--- Begin MATERIAL SHOWN ---

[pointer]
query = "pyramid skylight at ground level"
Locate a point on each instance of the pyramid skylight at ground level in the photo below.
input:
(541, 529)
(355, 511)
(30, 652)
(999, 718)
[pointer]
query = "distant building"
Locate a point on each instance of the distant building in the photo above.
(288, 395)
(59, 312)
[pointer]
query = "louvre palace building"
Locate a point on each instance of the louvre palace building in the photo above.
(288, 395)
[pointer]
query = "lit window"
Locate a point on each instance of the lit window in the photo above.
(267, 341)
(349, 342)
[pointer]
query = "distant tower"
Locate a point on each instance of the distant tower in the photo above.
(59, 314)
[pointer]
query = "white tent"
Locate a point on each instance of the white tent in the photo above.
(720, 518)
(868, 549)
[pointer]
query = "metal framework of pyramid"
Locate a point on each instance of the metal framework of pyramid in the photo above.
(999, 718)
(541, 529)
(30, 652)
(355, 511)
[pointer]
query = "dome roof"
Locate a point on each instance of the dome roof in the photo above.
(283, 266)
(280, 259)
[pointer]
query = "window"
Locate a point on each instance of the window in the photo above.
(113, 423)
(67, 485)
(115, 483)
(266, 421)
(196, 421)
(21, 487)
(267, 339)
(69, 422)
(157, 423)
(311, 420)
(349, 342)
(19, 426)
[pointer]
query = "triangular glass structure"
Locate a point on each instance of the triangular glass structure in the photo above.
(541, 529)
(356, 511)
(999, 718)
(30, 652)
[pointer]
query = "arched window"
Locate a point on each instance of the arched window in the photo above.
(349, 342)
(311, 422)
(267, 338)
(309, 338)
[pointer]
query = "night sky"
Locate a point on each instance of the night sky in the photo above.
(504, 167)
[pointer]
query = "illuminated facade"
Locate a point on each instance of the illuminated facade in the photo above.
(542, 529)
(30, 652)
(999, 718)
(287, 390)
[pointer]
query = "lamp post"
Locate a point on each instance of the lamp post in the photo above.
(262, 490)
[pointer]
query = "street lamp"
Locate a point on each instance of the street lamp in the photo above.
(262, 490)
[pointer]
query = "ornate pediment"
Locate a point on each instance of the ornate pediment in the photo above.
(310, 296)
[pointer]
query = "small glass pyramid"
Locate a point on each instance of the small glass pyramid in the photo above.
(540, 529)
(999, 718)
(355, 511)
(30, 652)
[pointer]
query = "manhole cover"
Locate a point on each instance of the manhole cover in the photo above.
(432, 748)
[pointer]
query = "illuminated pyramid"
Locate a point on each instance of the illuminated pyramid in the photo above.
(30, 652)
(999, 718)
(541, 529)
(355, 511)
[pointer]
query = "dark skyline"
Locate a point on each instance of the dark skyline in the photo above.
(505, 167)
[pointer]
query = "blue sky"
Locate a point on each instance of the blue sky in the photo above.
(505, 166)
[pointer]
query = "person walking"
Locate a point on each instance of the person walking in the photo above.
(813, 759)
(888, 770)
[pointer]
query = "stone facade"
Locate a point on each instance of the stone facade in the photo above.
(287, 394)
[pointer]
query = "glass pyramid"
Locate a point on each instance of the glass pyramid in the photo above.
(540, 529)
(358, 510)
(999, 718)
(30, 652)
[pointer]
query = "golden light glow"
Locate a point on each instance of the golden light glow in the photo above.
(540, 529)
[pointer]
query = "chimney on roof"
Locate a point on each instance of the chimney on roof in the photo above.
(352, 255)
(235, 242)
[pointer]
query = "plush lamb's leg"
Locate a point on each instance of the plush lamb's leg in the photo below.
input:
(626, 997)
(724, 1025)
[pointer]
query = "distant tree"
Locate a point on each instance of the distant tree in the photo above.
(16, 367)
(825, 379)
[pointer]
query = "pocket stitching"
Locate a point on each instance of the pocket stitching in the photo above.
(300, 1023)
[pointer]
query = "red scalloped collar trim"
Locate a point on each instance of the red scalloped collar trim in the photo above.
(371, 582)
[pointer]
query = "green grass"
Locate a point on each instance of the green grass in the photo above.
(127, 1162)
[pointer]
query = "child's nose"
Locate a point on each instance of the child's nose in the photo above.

--- End MATERIAL SHOWN ---

PROBLEM DESCRIPTION:
Return every line of the material exactly.

COMPLETE OUTPUT:
[pointer]
query = "pyramid skylight at ground level"
Locate a point on each instance of the pyramid skylight at ground level in the photo below.
input:
(541, 529)
(355, 511)
(30, 652)
(999, 718)
[pointer]
query = "distant building"
Locate a point on each instance of the distant building in the photo above.
(288, 395)
(59, 312)
[pointer]
query = "louvre palace building"
Locate a point on each instance of the louvre palace building in the photo above.
(288, 395)
[pointer]
query = "lit window"
Locate a point on each instance of the lit window in the photo above.
(267, 341)
(349, 342)
[pointer]
query = "distant tower"
Locate a point on each instance of the distant tower in the photo above.
(59, 314)
[pointer]
query = "white tent"
Locate a point on each instance of the white tent in the photo above.
(720, 518)
(868, 549)
[pointer]
query = "metal framework of pyramid"
Locate a point on each instance of the metal framework of pyramid in the photo above.
(999, 718)
(541, 529)
(30, 652)
(355, 511)
[pointer]
query = "dome roof"
Locate a point on each instance of the dome roof in the photo above.
(283, 266)
(280, 259)
[pointer]
query = "window"
Locate a point on each instance of the window in the photo above.
(113, 423)
(67, 485)
(115, 483)
(266, 421)
(196, 421)
(21, 487)
(267, 339)
(69, 422)
(157, 423)
(311, 420)
(349, 342)
(19, 426)
[pointer]
query = "triangular glass structure"
Locate a point on each instance of the triangular glass structure in the photo above.
(541, 529)
(356, 511)
(999, 718)
(30, 652)
[pointer]
query = "arched window"
Locate a point on each instance of the arched window in the photo above.
(349, 342)
(311, 422)
(267, 338)
(309, 338)
[pointer]
query = "night sky"
Locate a point on each instance of the night sky in the photo above.
(504, 167)
[pointer]
query = "illuminated facade"
Locate a point on each instance of the illuminated facade in the photo above.
(542, 529)
(30, 652)
(999, 718)
(287, 390)
[pointer]
query = "lamp post"
Locate a point on each instance of the lamp post in the photo above.
(262, 490)
[pointer]
query = "street lamp"
Locate a point on each instance of the street lamp in the photo above.
(262, 490)
[pointer]
query = "ornate pediment"
Locate a point on each instance of the ornate pediment in the photo above.
(310, 296)
[pointer]
query = "small glass pyramid"
Locate a point on each instance of the small glass pyramid in the photo above.
(540, 529)
(999, 718)
(355, 511)
(30, 652)
[pointer]
query = "manhole cover"
Locate a point on each instance of the manhole cover in the photo above.
(432, 748)
[pointer]
query = "illuminated pyramid"
Locate a point on each instance of the illuminated pyramid in the photo above.
(30, 652)
(999, 718)
(541, 529)
(355, 511)
[pointer]
query = "dark skyline"
Locate a point on each instance of the dark skyline in the photo above.
(505, 167)
[pointer]
query = "blue sky"
Locate a point on each instance of the blue sky in the photo above.
(505, 166)
[pointer]
query = "person walking"
Locate a point on each instance of the person walking in the photo above.
(813, 759)
(888, 770)
[pointer]
query = "stone facade"
Locate a point on each instance of the stone facade in the photo above.
(287, 394)
[pointer]
query = "glass pyramid"
Locate a point on each instance of the glass pyramid in the photo above.
(540, 529)
(358, 510)
(999, 718)
(30, 652)
[pointer]
query = "golden light glow"
Locate a point on each instance of the golden light glow in the photo above.
(540, 529)
[pointer]
query = "chimney on roof"
Locate a point on each instance of the chimney on roof in the photo above.
(352, 255)
(235, 242)
[pointer]
query = "plush lamb's leg"
Locate a point on each instance of the plush lamb's leg in the photo below.
input:
(626, 997)
(724, 1025)
[pointer]
query = "distant tree"
Locate a point on each instance of the distant tree in the photo above.
(16, 367)
(825, 379)
[pointer]
query = "pocket stitching"
Locate a point on each instance of the pocket stitching in the photo above.
(300, 1023)
[pointer]
query = "red scalloped collar trim"
Locate a point on each instance of the red scalloped collar trim in the photo above.
(371, 582)
[pointer]
query = "green grass"
Locate a point on each instance of the green grass in the photo above.
(127, 1162)
[pointer]
query = "child's nose"
Locate a point on each instance of the child's nose in the photo above.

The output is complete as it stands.